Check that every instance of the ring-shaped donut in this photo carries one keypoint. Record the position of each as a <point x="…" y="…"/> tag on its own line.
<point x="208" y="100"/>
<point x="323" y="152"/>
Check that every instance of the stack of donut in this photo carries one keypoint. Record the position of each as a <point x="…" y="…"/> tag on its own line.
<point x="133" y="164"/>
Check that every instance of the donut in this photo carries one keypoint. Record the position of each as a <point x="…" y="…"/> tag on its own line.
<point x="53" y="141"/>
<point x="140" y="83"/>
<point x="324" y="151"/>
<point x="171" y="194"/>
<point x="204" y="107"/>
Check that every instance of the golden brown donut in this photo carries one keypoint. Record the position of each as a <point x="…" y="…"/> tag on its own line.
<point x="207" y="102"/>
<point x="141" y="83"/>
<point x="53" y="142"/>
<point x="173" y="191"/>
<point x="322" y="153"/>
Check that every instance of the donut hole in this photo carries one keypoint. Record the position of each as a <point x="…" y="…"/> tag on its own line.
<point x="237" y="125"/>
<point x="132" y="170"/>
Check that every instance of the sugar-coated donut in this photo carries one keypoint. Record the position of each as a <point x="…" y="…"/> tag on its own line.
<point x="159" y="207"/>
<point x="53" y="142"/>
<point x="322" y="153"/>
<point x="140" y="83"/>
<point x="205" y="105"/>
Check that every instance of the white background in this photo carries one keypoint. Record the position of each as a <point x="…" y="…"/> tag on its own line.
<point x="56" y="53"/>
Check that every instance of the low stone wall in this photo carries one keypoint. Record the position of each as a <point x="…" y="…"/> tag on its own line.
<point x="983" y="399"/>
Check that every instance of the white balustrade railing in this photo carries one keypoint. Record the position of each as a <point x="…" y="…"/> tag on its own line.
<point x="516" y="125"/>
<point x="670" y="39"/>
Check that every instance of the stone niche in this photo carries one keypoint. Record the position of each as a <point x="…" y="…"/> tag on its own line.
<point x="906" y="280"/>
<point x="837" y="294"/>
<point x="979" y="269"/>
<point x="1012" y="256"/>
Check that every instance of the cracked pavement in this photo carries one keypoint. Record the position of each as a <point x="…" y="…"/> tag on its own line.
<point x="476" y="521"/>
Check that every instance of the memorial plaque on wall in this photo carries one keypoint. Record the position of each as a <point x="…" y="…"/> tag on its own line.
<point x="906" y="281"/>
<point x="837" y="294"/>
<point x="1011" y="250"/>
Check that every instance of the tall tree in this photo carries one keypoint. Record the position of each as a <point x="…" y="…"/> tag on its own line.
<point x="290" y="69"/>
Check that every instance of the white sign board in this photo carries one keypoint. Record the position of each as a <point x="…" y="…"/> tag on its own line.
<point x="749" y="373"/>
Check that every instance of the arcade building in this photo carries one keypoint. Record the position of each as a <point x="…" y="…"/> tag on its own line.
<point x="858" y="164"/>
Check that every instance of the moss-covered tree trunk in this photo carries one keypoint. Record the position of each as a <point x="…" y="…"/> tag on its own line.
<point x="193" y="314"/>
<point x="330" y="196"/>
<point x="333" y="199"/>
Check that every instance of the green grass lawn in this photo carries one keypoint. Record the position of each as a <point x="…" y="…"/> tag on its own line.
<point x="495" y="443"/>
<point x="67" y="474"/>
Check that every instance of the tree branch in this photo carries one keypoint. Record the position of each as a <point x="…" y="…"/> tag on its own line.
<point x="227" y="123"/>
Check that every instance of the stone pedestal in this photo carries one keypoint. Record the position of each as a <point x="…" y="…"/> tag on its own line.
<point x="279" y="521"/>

################

▸ **THE PROBLEM**
Could you reproduce every record above exactly as it appears?

▸ **PROBLEM SOLUTION**
Check that every instance of the ring-shaped donut in this photo carries one keypoint. Record the position of each as a <point x="…" y="…"/> tag on its own line.
<point x="208" y="100"/>
<point x="323" y="152"/>
Check that every instance of the stack of donut in this photo carries one keypoint. Record the position of each as a <point x="…" y="…"/> tag on its own line.
<point x="133" y="164"/>
Check that every instance of the donut in this photo carries one keypoint. Record the position of each as a <point x="…" y="…"/> tag on its own line.
<point x="53" y="141"/>
<point x="140" y="83"/>
<point x="324" y="151"/>
<point x="171" y="194"/>
<point x="204" y="107"/>
Check that every instance of the golden brown donut in this photo carries one keypoint. Record the position of each as a <point x="…" y="…"/> tag on its own line.
<point x="207" y="102"/>
<point x="141" y="83"/>
<point x="53" y="142"/>
<point x="173" y="191"/>
<point x="322" y="153"/>
Check that every instance of the donut hole in this photo carries one keypoint. Record the position of each as a <point x="…" y="…"/> tag on its own line.
<point x="237" y="125"/>
<point x="132" y="170"/>
Check that every instance of the sugar-coated donut in this photo carries one keypoint. Record the position of each as a <point x="…" y="…"/> tag on its own line.
<point x="159" y="207"/>
<point x="53" y="142"/>
<point x="322" y="153"/>
<point x="140" y="83"/>
<point x="205" y="105"/>
Check that every instance of the white background in this photo carries one keypoint. Record the position of each as a <point x="…" y="…"/> tag on its own line.
<point x="56" y="53"/>
Check that every instance of the low stone wall in this photo carries one keypoint. Record the position of each as a <point x="…" y="…"/> tag on its own line.
<point x="983" y="399"/>
Check that every instance of the white balustrade railing in this photo carries one keypoint. Record the position of each as a <point x="…" y="…"/> tag on its own line.
<point x="516" y="125"/>
<point x="670" y="39"/>
Check that every instance of the stone niche in this photo carries one keypoint. Record the position of each as a <point x="…" y="…"/> tag on its own line.
<point x="906" y="280"/>
<point x="837" y="294"/>
<point x="979" y="269"/>
<point x="1012" y="256"/>
Check that every instance of the cracked pavement in this photo carries one keypoint. Record the position of each as a <point x="…" y="…"/> tag on its own line.
<point x="476" y="521"/>
Check that every instance of the memorial plaque on wall in this photo carries one keypoint. Record the position of each as a <point x="…" y="…"/> tag on its own line.
<point x="906" y="281"/>
<point x="837" y="294"/>
<point x="1011" y="250"/>
Check that every instance of the tall tree in this photo carries one keypoint. Record the position of each as a <point x="…" y="…"/> tag on its own line.
<point x="290" y="69"/>
Check that every instance of the white sign board in this photo carries one keypoint. Record the position of each as a <point x="…" y="…"/> tag on its own line.
<point x="749" y="373"/>
Check that every instance of the arcade building in this photo carries one keypoint. Record the position of each as a <point x="…" y="…"/> tag on its own line.
<point x="858" y="164"/>
Check that every instance of the moss-covered tree trunk in this photo carries one keypoint. Record the position of each as a <point x="…" y="…"/> tag on its own line.
<point x="193" y="314"/>
<point x="330" y="196"/>
<point x="333" y="199"/>
Check that every instance of the green grass lawn in this photo carries one keypoint. Record the position of each as a <point x="…" y="…"/> tag on its own line.
<point x="495" y="443"/>
<point x="67" y="474"/>
Check that every instance of the tree branch in this photo carries one keypoint. Record the position of each as a <point x="…" y="…"/> tag on its own line.
<point x="227" y="123"/>
Check that every instance of the stone pedestal in this photo carries one keypoint. Record the position of each as a <point x="…" y="…"/> tag on its own line.
<point x="279" y="521"/>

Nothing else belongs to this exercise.